§ Task to carry out:
Return every line of the data that contains the word "black", copying each one unchanged.

--- Start of Records for the task ---

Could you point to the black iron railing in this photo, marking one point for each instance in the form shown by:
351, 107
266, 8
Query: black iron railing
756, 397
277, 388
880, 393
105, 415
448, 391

--- End of Records for the task ---

§ Written solution:
Could you point to the black iron railing in this photo, marking one point for each instance in the form shown by:
Query: black iron railing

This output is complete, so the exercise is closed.